* _YOUR INSTRUCTIONS_
Write each record again exactly as it stands.
--
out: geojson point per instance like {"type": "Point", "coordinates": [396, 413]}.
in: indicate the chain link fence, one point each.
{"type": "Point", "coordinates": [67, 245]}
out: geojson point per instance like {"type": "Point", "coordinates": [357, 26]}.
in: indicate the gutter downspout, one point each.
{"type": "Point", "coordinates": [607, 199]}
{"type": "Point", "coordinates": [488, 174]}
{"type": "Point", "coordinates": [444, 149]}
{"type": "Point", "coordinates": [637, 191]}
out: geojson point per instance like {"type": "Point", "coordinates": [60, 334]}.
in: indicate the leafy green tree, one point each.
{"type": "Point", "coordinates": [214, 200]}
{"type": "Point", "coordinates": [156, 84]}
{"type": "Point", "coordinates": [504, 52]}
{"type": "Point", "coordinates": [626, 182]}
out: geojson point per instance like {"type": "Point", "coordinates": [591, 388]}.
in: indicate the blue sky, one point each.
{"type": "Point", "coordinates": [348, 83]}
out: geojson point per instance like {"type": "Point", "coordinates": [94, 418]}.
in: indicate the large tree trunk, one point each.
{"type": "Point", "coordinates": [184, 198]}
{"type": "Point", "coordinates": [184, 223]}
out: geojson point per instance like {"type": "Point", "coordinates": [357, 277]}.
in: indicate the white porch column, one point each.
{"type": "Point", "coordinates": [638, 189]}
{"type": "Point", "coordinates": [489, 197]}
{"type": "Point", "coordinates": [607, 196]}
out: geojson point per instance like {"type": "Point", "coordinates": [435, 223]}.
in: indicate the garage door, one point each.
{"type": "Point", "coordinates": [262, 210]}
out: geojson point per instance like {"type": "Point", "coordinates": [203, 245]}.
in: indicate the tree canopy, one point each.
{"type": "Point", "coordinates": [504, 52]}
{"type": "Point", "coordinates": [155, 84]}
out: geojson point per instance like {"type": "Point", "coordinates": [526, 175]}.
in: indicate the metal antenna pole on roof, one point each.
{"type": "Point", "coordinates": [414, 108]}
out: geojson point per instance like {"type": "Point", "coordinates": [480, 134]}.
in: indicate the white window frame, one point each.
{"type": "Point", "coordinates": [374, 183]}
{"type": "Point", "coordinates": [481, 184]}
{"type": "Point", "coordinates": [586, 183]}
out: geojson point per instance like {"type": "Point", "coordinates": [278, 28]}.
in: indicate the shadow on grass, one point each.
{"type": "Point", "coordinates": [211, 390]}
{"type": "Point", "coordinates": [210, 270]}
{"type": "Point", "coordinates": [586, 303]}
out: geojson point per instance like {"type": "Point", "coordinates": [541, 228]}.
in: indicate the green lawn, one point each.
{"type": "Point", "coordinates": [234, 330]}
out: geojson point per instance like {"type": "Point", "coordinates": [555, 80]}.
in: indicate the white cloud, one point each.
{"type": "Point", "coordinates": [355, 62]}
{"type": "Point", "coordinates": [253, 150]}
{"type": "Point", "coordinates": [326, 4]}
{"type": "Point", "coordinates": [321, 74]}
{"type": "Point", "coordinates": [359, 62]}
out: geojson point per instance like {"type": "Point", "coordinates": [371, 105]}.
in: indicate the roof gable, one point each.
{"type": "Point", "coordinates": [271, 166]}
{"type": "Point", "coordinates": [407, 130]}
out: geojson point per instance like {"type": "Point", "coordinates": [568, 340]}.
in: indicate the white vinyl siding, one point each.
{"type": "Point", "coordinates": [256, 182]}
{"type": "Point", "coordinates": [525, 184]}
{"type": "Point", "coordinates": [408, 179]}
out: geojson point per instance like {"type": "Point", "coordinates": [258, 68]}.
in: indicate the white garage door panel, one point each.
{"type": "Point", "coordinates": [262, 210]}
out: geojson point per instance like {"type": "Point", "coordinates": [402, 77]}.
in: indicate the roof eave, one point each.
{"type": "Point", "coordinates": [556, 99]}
--
* _TASK ANSWER_
out: geojson point per instance like {"type": "Point", "coordinates": [396, 413]}.
in: indicate the chain link fence, one point each.
{"type": "Point", "coordinates": [67, 245]}
out: geojson point per instance like {"type": "Point", "coordinates": [357, 26]}.
in: indicate the gutter downspout, one point each.
{"type": "Point", "coordinates": [607, 199]}
{"type": "Point", "coordinates": [488, 174]}
{"type": "Point", "coordinates": [444, 149]}
{"type": "Point", "coordinates": [637, 191]}
out: geojson point per instance like {"type": "Point", "coordinates": [60, 334]}.
in: indicate the leafy green tree, one point each.
{"type": "Point", "coordinates": [214, 200]}
{"type": "Point", "coordinates": [156, 84]}
{"type": "Point", "coordinates": [504, 52]}
{"type": "Point", "coordinates": [626, 182]}
out: geojson point per instance like {"type": "Point", "coordinates": [591, 388]}.
in: indicate the blue sky, one point each.
{"type": "Point", "coordinates": [348, 83]}
out: geojson point per instance like {"type": "Point", "coordinates": [94, 418]}.
in: indicate the large tree trunk, one point each.
{"type": "Point", "coordinates": [184, 198]}
{"type": "Point", "coordinates": [184, 223]}
out: geojson point per instance like {"type": "Point", "coordinates": [357, 277]}.
in: indicate the white porch column, one point each.
{"type": "Point", "coordinates": [638, 189]}
{"type": "Point", "coordinates": [489, 197]}
{"type": "Point", "coordinates": [607, 196]}
out: geojson point per instance like {"type": "Point", "coordinates": [435, 223]}.
in: indicate the garage door, one point each.
{"type": "Point", "coordinates": [262, 210]}
out: geojson point per instance like {"type": "Point", "coordinates": [203, 245]}.
in: indicate the tree canopy, one point each.
{"type": "Point", "coordinates": [504, 52]}
{"type": "Point", "coordinates": [155, 84]}
out: geojson point per instance like {"type": "Point", "coordinates": [526, 175]}.
in: indicate the metal antenna pole on roof, one point each.
{"type": "Point", "coordinates": [414, 108]}
out: geojson point per instance like {"type": "Point", "coordinates": [480, 134]}.
in: indicate the white window frame, one point each.
{"type": "Point", "coordinates": [374, 183]}
{"type": "Point", "coordinates": [481, 184]}
{"type": "Point", "coordinates": [586, 183]}
out: geojson point per instance like {"type": "Point", "coordinates": [278, 28]}.
in: indicate the shadow on grass, one point each.
{"type": "Point", "coordinates": [211, 390]}
{"type": "Point", "coordinates": [210, 270]}
{"type": "Point", "coordinates": [586, 303]}
out: geojson point per instance like {"type": "Point", "coordinates": [541, 228]}.
in: indicate the green lawn, one point each.
{"type": "Point", "coordinates": [234, 330]}
out: geojson point per instance like {"type": "Point", "coordinates": [555, 80]}.
in: indicate the white cloud, one point each.
{"type": "Point", "coordinates": [355, 62]}
{"type": "Point", "coordinates": [253, 150]}
{"type": "Point", "coordinates": [326, 4]}
{"type": "Point", "coordinates": [321, 74]}
{"type": "Point", "coordinates": [359, 62]}
out: geojson point per instance like {"type": "Point", "coordinates": [371, 105]}.
in: indicate the roof gable, one point each.
{"type": "Point", "coordinates": [271, 166]}
{"type": "Point", "coordinates": [407, 130]}
out: geojson point per instance like {"type": "Point", "coordinates": [568, 340]}.
in: indicate the white vinyl siding, one point each.
{"type": "Point", "coordinates": [256, 182]}
{"type": "Point", "coordinates": [525, 184]}
{"type": "Point", "coordinates": [408, 179]}
out: geojson point per instance like {"type": "Point", "coordinates": [258, 68]}.
in: indicate the white garage door panel, one point each.
{"type": "Point", "coordinates": [262, 210]}
out: geojson point per instance like {"type": "Point", "coordinates": [402, 77]}.
in: indicate the roof eave, one point each.
{"type": "Point", "coordinates": [556, 99]}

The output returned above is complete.